**TASK REQUIREMENTS**
Could you retype all of the entries below word for word?

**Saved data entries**
|---|

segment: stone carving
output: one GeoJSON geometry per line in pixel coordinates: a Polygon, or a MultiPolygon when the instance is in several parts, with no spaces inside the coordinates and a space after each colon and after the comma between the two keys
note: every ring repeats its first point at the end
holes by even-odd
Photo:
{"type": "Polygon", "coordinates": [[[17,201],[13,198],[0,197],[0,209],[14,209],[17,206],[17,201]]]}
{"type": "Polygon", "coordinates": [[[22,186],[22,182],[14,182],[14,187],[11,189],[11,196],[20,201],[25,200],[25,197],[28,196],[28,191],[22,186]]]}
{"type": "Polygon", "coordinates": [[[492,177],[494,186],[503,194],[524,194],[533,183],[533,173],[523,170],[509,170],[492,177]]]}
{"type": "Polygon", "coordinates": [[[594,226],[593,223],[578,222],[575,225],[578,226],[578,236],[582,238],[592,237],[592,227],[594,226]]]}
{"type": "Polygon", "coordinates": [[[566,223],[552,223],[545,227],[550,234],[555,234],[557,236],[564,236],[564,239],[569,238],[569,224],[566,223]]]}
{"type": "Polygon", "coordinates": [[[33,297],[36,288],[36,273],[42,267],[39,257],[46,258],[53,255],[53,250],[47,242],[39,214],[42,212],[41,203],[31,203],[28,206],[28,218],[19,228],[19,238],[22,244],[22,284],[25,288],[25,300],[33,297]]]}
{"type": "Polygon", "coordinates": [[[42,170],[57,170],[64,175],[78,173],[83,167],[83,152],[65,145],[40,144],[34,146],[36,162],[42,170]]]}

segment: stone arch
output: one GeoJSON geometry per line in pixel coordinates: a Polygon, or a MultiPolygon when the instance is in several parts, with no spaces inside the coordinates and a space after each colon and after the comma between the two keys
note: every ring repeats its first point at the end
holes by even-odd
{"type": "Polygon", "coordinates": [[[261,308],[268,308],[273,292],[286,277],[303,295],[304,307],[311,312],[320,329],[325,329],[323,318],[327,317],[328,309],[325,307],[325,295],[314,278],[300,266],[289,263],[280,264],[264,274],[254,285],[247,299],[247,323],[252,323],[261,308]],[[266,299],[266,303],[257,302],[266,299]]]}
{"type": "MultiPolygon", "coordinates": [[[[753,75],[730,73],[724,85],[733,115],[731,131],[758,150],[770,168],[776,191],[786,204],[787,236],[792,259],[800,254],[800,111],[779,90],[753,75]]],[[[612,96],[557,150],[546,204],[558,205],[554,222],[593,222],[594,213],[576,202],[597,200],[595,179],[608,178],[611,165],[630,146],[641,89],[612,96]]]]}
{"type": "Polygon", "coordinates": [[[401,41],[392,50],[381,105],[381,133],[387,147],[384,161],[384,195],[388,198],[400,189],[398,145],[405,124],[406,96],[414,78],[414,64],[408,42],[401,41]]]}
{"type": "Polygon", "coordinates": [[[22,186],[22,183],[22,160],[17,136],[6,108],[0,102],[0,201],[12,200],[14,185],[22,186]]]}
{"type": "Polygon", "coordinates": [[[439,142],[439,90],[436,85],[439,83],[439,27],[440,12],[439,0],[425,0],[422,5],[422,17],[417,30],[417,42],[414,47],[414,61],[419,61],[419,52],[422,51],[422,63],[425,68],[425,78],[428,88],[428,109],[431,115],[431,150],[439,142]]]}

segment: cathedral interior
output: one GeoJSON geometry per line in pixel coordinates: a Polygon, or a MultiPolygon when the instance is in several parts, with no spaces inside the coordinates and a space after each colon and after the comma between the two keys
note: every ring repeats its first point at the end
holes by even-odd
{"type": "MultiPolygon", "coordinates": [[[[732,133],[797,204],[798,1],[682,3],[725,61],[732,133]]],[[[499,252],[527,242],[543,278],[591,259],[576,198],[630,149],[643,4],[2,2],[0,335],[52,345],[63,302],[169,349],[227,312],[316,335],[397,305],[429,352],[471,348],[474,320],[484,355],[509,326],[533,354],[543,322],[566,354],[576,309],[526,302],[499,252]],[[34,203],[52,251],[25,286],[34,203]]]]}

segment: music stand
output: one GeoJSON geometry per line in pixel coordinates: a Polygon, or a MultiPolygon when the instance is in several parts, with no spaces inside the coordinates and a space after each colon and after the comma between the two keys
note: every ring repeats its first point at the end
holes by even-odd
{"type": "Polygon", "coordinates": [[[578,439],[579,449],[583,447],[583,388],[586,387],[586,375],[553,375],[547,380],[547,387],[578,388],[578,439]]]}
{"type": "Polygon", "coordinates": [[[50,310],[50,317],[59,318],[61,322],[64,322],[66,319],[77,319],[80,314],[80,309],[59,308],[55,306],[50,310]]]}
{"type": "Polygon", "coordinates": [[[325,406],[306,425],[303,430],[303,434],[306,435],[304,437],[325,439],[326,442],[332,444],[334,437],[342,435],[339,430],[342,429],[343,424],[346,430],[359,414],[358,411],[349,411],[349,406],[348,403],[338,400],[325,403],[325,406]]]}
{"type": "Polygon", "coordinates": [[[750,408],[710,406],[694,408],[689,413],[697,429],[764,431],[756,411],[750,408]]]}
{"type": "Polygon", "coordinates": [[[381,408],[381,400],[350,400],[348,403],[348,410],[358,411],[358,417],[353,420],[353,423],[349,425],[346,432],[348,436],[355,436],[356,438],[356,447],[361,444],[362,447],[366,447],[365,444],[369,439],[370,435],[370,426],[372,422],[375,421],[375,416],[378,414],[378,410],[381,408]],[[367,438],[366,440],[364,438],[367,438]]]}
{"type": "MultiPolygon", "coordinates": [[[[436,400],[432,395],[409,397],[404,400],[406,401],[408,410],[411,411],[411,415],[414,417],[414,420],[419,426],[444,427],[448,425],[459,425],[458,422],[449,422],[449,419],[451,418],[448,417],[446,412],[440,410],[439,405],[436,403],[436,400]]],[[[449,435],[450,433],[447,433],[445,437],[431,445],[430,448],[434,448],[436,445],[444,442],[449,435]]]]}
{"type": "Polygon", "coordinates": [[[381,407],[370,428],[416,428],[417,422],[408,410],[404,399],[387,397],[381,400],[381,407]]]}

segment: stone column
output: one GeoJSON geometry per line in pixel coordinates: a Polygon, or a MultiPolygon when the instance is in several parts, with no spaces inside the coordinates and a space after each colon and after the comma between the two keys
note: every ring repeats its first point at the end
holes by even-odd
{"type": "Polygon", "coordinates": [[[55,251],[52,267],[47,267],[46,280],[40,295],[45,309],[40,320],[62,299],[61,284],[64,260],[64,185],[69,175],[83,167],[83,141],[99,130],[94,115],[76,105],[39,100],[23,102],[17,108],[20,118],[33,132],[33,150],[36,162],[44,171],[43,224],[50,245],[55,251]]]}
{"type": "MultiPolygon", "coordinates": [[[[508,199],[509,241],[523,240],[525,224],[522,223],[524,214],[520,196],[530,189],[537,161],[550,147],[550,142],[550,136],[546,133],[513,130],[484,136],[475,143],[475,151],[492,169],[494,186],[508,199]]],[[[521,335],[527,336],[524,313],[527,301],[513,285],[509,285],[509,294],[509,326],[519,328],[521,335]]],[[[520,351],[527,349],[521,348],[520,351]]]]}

|---|

**SOLUTION FOR THIS EXERCISE**
segment: stone carving
output: one GeoJSON geometry per line in pixel coordinates: a Polygon, or a MultiPolygon when the instance is in several parts, with no spaces inside the coordinates and a space after each colon and after the comma between the two keys
note: every ring repeats its first point at the end
holes by even-odd
Photo:
{"type": "Polygon", "coordinates": [[[17,201],[13,198],[0,197],[0,209],[14,209],[17,206],[17,201]]]}
{"type": "Polygon", "coordinates": [[[22,186],[22,182],[14,182],[14,187],[11,189],[11,196],[20,201],[25,200],[25,197],[28,196],[28,191],[22,186]]]}
{"type": "Polygon", "coordinates": [[[492,177],[494,186],[503,194],[524,194],[533,183],[533,173],[523,170],[509,170],[492,177]]]}
{"type": "Polygon", "coordinates": [[[594,226],[593,223],[578,222],[575,225],[578,226],[578,236],[582,238],[592,237],[592,227],[594,226]]]}
{"type": "Polygon", "coordinates": [[[566,223],[552,223],[545,227],[550,234],[555,234],[557,236],[564,236],[564,239],[569,238],[569,224],[566,223]]]}
{"type": "Polygon", "coordinates": [[[33,297],[36,288],[36,273],[42,267],[39,257],[46,258],[53,255],[53,250],[47,242],[39,214],[42,212],[41,203],[31,203],[28,206],[28,218],[19,228],[19,238],[22,244],[22,284],[25,288],[25,300],[33,297]]]}
{"type": "Polygon", "coordinates": [[[42,170],[57,170],[64,175],[78,173],[83,167],[83,152],[65,145],[40,144],[34,146],[36,162],[42,170]]]}

segment: stone arch
output: one GeoJSON geometry per line in pixel coordinates: a Polygon, or a MultiPolygon when the instance is in several parts, with no spaces inside the coordinates and a space after each colon and after the comma between the two keys
note: every ring repeats its first point at the end
holes by even-odd
{"type": "Polygon", "coordinates": [[[261,308],[268,308],[273,292],[286,277],[303,295],[304,307],[311,312],[320,329],[325,329],[323,318],[327,317],[328,309],[325,307],[325,295],[314,278],[300,266],[289,263],[280,264],[264,274],[254,285],[247,299],[247,323],[252,323],[261,308]],[[266,299],[266,303],[257,302],[266,299]]]}
{"type": "MultiPolygon", "coordinates": [[[[753,75],[730,73],[724,85],[733,115],[731,131],[758,150],[770,168],[776,191],[786,204],[787,236],[792,259],[800,254],[800,111],[779,90],[753,75]]],[[[612,96],[557,150],[546,204],[558,205],[554,222],[593,222],[594,213],[576,202],[597,200],[595,179],[608,178],[611,165],[630,146],[641,89],[612,96]]]]}
{"type": "Polygon", "coordinates": [[[401,41],[392,50],[381,105],[381,133],[387,147],[384,161],[384,195],[388,198],[400,189],[398,145],[405,124],[406,96],[414,78],[414,64],[408,42],[401,41]]]}
{"type": "Polygon", "coordinates": [[[22,186],[22,183],[22,160],[17,136],[6,108],[0,102],[0,201],[12,200],[14,185],[22,186]]]}
{"type": "Polygon", "coordinates": [[[439,142],[439,90],[436,85],[439,83],[439,27],[440,12],[439,0],[425,0],[422,5],[422,17],[417,30],[417,42],[414,47],[414,61],[419,61],[419,52],[422,51],[422,63],[425,68],[425,78],[428,88],[428,109],[431,115],[431,150],[439,142]]]}

segment: cathedral interior
output: one GeoJSON geometry per line in pixel coordinates: a Polygon, or a MultiPolygon when the instance is in several parts, with no spaces inside the coordinates and a space after each colon and after the comma between the two keys
note: every ring repeats its first point at the end
holes by even-odd
{"type": "MultiPolygon", "coordinates": [[[[732,133],[797,204],[798,1],[682,3],[725,61],[732,133]]],[[[499,252],[527,242],[543,278],[591,259],[576,198],[630,149],[643,4],[2,2],[0,335],[52,345],[63,302],[169,349],[227,312],[316,335],[397,305],[429,352],[471,348],[474,320],[484,355],[509,326],[533,354],[543,322],[566,354],[576,309],[526,302],[499,252]],[[34,203],[52,251],[25,286],[34,203]]]]}

segment: music stand
output: one GeoJSON geometry per line in pixel coordinates: a Polygon, or a MultiPolygon when the instance is in several parts, with no spaces inside the coordinates and a space after each colon and after the comma between the two keys
note: every ring repeats its first point at the end
holes by even-odd
{"type": "Polygon", "coordinates": [[[578,439],[579,449],[583,447],[583,388],[586,387],[586,375],[553,375],[547,380],[547,387],[578,388],[578,439]]]}
{"type": "Polygon", "coordinates": [[[50,310],[50,317],[59,318],[61,322],[64,322],[66,319],[77,319],[80,314],[80,309],[59,308],[55,306],[50,310]]]}
{"type": "Polygon", "coordinates": [[[325,406],[306,425],[303,430],[303,434],[306,435],[304,437],[325,439],[326,442],[332,444],[334,437],[342,435],[339,430],[342,429],[343,424],[346,430],[359,414],[358,411],[349,411],[349,406],[348,403],[338,400],[325,403],[325,406]]]}
{"type": "Polygon", "coordinates": [[[750,408],[710,406],[694,408],[689,413],[697,429],[764,431],[756,411],[750,408]]]}
{"type": "Polygon", "coordinates": [[[381,408],[381,400],[350,400],[348,403],[348,410],[358,411],[358,417],[353,420],[353,423],[349,425],[346,432],[348,436],[355,436],[356,438],[356,447],[361,444],[362,447],[366,447],[365,444],[369,439],[370,435],[370,426],[372,422],[375,421],[375,416],[378,414],[378,410],[381,408]],[[367,438],[366,440],[364,438],[367,438]]]}
{"type": "MultiPolygon", "coordinates": [[[[436,400],[432,395],[409,397],[404,400],[406,401],[408,410],[411,411],[411,415],[414,417],[414,420],[419,426],[444,427],[448,425],[459,425],[458,422],[449,422],[449,419],[451,418],[448,417],[446,412],[440,410],[439,405],[436,403],[436,400]]],[[[449,435],[450,433],[447,433],[445,437],[431,445],[430,448],[434,448],[436,445],[444,442],[449,435]]]]}
{"type": "Polygon", "coordinates": [[[381,407],[370,428],[416,428],[417,422],[408,410],[404,399],[387,397],[381,400],[381,407]]]}

segment: stone column
output: one GeoJSON geometry per line in pixel coordinates: a Polygon, or a MultiPolygon when the instance is in several parts, with no spaces inside the coordinates and a space after each colon and after the comma between the two keys
note: every ring repeats its first point at the end
holes by even-odd
{"type": "Polygon", "coordinates": [[[55,251],[52,267],[47,267],[46,280],[40,295],[45,309],[40,320],[62,299],[61,284],[64,260],[64,185],[69,175],[83,167],[83,141],[99,130],[94,115],[76,105],[39,100],[23,102],[17,108],[20,118],[33,132],[33,150],[36,162],[44,171],[43,224],[50,245],[55,251]]]}
{"type": "MultiPolygon", "coordinates": [[[[508,199],[509,241],[523,240],[525,224],[522,223],[524,214],[520,196],[530,189],[537,161],[550,147],[550,142],[550,136],[546,133],[513,130],[484,136],[475,143],[475,151],[492,169],[494,186],[508,199]]],[[[521,335],[527,336],[524,313],[527,301],[513,285],[509,285],[509,294],[509,326],[519,328],[521,335]]],[[[520,351],[527,349],[521,348],[520,351]]]]}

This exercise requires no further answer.